Exercise details:
Without the pictures, give the entries below again exactly as written.

A run of records
• • •
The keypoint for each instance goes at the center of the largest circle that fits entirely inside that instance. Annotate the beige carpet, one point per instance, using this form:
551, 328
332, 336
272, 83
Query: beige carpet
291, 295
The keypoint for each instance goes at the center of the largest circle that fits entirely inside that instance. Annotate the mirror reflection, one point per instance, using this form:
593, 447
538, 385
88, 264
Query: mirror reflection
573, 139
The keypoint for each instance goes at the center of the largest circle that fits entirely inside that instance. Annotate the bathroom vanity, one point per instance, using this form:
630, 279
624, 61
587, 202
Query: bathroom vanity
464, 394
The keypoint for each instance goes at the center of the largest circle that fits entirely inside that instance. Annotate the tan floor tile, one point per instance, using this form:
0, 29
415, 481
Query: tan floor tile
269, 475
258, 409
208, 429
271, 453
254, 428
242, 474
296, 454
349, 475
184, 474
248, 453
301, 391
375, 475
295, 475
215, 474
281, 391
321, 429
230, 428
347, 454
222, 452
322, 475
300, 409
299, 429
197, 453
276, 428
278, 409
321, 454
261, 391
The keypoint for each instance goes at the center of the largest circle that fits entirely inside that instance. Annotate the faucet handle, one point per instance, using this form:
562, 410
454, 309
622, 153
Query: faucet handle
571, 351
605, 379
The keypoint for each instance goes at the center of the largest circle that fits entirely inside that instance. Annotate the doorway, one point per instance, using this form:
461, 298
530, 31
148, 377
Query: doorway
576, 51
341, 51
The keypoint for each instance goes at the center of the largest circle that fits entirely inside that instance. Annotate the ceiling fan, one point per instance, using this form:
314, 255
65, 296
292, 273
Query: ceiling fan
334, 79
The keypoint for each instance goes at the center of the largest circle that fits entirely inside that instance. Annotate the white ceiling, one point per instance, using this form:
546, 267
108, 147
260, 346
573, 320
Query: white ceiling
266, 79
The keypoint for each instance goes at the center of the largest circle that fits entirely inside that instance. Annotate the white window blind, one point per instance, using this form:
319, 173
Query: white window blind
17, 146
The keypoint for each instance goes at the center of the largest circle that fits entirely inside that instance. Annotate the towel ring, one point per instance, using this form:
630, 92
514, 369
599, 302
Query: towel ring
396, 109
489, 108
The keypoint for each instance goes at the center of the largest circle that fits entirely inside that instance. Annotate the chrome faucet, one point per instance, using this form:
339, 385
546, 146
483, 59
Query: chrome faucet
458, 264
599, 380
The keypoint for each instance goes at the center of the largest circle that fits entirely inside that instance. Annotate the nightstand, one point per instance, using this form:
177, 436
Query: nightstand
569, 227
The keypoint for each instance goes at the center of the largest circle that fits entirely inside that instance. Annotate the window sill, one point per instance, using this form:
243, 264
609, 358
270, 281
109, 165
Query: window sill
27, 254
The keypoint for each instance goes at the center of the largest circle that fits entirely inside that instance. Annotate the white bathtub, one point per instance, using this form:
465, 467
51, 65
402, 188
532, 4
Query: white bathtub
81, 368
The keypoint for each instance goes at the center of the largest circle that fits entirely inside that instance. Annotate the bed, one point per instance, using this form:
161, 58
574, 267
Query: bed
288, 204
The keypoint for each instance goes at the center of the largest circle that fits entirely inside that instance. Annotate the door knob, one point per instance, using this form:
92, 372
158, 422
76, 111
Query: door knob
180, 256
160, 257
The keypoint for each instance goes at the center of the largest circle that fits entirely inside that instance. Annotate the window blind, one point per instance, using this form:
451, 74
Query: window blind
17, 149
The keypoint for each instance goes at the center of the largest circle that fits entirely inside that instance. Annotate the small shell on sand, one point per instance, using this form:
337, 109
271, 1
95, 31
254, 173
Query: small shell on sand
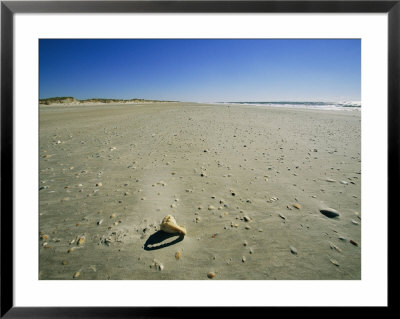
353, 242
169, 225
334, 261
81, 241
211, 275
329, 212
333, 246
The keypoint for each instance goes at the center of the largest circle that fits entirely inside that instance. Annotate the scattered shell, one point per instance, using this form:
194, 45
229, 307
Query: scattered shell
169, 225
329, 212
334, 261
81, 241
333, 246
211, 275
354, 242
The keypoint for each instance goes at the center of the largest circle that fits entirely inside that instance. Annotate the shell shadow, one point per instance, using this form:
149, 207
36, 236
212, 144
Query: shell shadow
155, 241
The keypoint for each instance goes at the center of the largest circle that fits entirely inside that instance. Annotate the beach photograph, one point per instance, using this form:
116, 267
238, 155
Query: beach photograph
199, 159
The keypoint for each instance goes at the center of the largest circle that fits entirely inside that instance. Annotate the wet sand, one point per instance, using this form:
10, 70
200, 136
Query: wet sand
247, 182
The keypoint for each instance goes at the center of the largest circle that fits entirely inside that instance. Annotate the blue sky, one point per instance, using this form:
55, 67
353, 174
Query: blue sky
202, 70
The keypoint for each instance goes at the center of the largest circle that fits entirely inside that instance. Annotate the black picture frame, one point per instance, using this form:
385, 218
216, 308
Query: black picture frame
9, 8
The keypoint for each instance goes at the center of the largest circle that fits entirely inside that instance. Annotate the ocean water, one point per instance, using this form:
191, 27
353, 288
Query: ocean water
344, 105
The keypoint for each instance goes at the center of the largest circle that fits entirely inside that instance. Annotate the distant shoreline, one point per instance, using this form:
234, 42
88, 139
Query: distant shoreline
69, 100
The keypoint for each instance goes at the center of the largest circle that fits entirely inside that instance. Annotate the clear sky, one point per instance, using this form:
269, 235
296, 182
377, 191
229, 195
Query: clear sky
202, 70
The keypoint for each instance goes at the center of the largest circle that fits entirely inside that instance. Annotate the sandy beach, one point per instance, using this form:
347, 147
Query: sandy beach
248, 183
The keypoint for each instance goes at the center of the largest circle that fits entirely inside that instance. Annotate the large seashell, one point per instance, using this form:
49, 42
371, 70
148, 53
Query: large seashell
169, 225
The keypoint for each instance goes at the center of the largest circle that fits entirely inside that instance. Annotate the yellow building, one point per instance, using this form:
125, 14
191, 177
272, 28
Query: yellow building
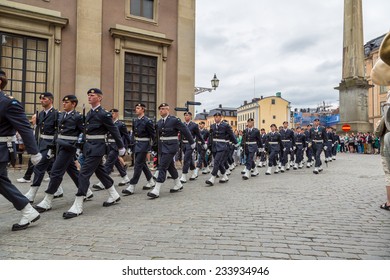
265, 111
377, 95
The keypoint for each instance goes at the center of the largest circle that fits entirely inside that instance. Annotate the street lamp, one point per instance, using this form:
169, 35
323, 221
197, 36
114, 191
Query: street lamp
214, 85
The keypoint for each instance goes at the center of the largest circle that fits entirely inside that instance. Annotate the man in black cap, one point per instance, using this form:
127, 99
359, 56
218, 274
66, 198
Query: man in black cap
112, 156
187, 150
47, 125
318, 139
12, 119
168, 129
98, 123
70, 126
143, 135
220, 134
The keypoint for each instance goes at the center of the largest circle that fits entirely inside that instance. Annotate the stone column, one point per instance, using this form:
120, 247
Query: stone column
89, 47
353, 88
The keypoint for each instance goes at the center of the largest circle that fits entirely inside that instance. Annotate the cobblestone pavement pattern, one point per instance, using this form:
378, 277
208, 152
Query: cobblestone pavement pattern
• • •
Expected answer:
The keypoint for each instance goes at the center of the largest circle that fits entirely inside that instance. Annotate the beige carpet, one point per instance, using this form:
551, 328
332, 336
272, 83
Query: beige carpet
291, 295
The keypoint for each instance goes at the center of the largest circle that fits entirely inside that instance. Annotate the mirror reflection, one point per instance, using this form:
593, 447
538, 385
88, 264
Query: mirror reflection
573, 139
The keypoint for each instance goes at the center of the largest circle that fits entirely inside that instance. Annotate the bathroom vanity, one point per instance, using this form:
630, 279
624, 61
587, 202
Query: bathroom vanity
464, 394
The keypoint for each instance goes at the center of the largest circle that fits entirely inside that instance. Annotate the tan floor tile, one point per instance, using this form:
0, 29
415, 481
Query: tan floor tile
269, 475
258, 409
208, 429
271, 453
254, 428
242, 474
296, 454
349, 475
184, 474
248, 453
301, 391
375, 475
295, 475
215, 474
281, 391
321, 429
230, 428
347, 454
222, 452
322, 475
300, 409
299, 429
197, 453
276, 428
278, 409
321, 454
261, 391
The keypoint for each instance goes at the center of the largest circle that fits entirely inside that instance. Annotate the faucet handle, one point per instance, using this form:
562, 410
454, 309
622, 153
Query: faucet handle
571, 351
605, 379
The keypoint for each instance goes at the center of the largest circle that fits entirely inside that instance. Annotate the doorway, one point per instance, using this form:
461, 298
530, 31
148, 377
Query: doorway
576, 51
341, 51
The keypoint for each instance goes at the center of the largest circle that fits entirely inside that instance. Annotate the ceiling fan, one point per instance, using this form:
314, 255
65, 296
292, 273
Query: ceiling fan
334, 79
The keypoint for each instance goes at the center of the largest circle that fits entirely inside that instance. Annotate the white ceiling, one point per instance, using this form:
546, 267
108, 147
260, 346
573, 320
Query: white ceiling
266, 79
The keypoint for each instance goes at the center of the largest circle that fits entirely inside that instance. Annotate the white window blind, one point per instance, using this form:
319, 173
Query: white window blind
17, 146
The keypoint for each instance goes at the center of the largest circle that fits entirely inside that instance. Annotate the towel ring, one point per instance, using this form:
630, 92
514, 369
599, 302
Query: towel ring
396, 109
489, 108
The keypoint for each instance goes at the center of the largest circle that fits entirely inside that instance. Annotate the chrome faucet, one point per instance, using this form:
339, 385
546, 146
483, 59
Query: chrome faucet
458, 264
599, 380
The keypoint for each instance goes at the center of the largest circle that fits entirely inside that instance. Annotate the nightstand, one point per instance, using this form:
177, 436
Query: nightstand
569, 227
The keypoint for each instance goes at the center of the largest circle that fits entirely inside that instance. Annotate the window sill, one point per instance, using this form:
243, 264
609, 358
270, 281
109, 165
Query: window sill
27, 254
The keypoint for each instance goes at the center of the largest circle that fits entirely inside that instance. Annotate the white bathtub, one point per instance, using this form:
465, 467
51, 65
402, 188
532, 4
Query: white bathtub
81, 368
The keypoint for each instance goes at the center of the largest circle that fits entirely inside that instance. Annotate the bed, one point per instance, using this form:
161, 58
574, 267
Query: bed
288, 204
The keypoint for each instance goes at the center of the largest circle that fits entirely inside that instance. Annotate the door knob, one point per instance, using this form:
92, 372
158, 422
76, 111
Query: door knob
180, 256
160, 257
The keypoint for each instance goes at the center of the largest circle that fits entirely inside that instance. Annotate the window blind, one point per instance, using this form:
451, 74
Query: window blind
17, 149
The keypoint for each instance goes at the center of the largest circle that fits entirely inside that instance. Annotate the small shell on sand, one point per instance, using this form:
337, 109
271, 1
95, 31
254, 173
Query: small shell on sand
353, 242
169, 225
334, 261
81, 241
211, 275
329, 212
333, 246
The keypoint for each instance goes at the center of the largest circle that fits entirely inside that instance. Annotate the scattered shell, one point per instance, using this form:
194, 45
229, 307
Query: scattered shell
169, 225
329, 212
334, 261
81, 241
333, 246
211, 275
354, 242
The keypoint for each instance goes at the center of the largest circle that fits entirely inside that instance. Annotate the shell shadow, one point per instance, using this form:
149, 207
36, 236
212, 144
Query: shell shadow
155, 241
The keypoint for each instance goes at the center of the largest circle that fits entirely inside that instance. Annotate the beach photograph, one point per instance, using this form:
116, 267
238, 155
Query: beach photograph
199, 159
The keypoint for each instance goes at the center of the largest circle that fits entirely inside that instance. Annotate the wet sand, one point per instance, using this form:
10, 70
200, 136
Query: wet sand
247, 182
The keypoint for each instance goes at the center of the largest circle that fits entirely inside that instance. Annotate the blue sky, one point per instance, using this form:
55, 67
353, 174
Query: blue sky
202, 70
The keypoint for each instance goes at the center of the largest circle that fits entirely inside that instance. Annotate the black picture frame, one point per instance, using this form:
385, 218
216, 308
Query: black picture frame
9, 8
The keypoint for each instance goes at the center of the largest circle that fits entirely inside that instance. Annotate the ocean water, one point per instance, using this form:
191, 27
353, 288
Query: ocean water
344, 105
The keypoint for each instance goes at the center of the largest circle that fits entirely inside that instance. Annotate the distant shoreline, one point per instance, using this form:
234, 42
88, 139
Query: distant shoreline
69, 100
The keypoint for each instance goes at the center of the largest circle that fits entirely inside that instance. Annotate the clear sky, one point per instance, using this form:
269, 235
296, 182
377, 191
229, 195
Query: clear sky
202, 70
The keypoint for each instance goes at the center of the largest circle that fits entirely inside that instance. Annotate the sandy beach, one point per instance, using this form:
347, 147
Query: sandy beach
248, 183
The keypoint for each instance goes at the center of the largest circle that fits entirely inside that instance. Annotate the large seashell, one point per instance, using this form:
49, 42
371, 70
148, 53
Query: large seashell
169, 225
The keypoint for each instance goes at the center of the largest circle that fits entirely inside that instance. Annotate the yellow building, one point per instance, using this form:
125, 14
191, 177
272, 28
Query: yellow building
265, 111
377, 95
The keypoint for each instance goes at the center of the largest circle that fits entirely inside that instance. Annotate the street lamp, one point per instance, using this form:
169, 35
323, 221
197, 36
114, 191
Query: street lamp
214, 85
The keypoint for each instance goes at the center of the largest circle that fits entirely inside that instance. Annotate the man in black cap, one point per instance, using this form:
127, 99
359, 56
218, 274
66, 198
Query: man in black cap
112, 156
187, 150
47, 125
318, 139
12, 119
168, 129
98, 123
70, 126
143, 135
220, 134
The keypoint for each instance goes at the center of the largest circle that fits entirely inside that instance. Annotate the stone column, one point per instance, using this form:
120, 247
Query: stone column
89, 47
353, 88
The keypoint for each instance goes at the center of the largest circle that fits entirely inside that instance. Annotate the cobblestone pavement pattern, one point per instance, using this form:
378, 277
208, 152
Query: cobblestone pavement pattern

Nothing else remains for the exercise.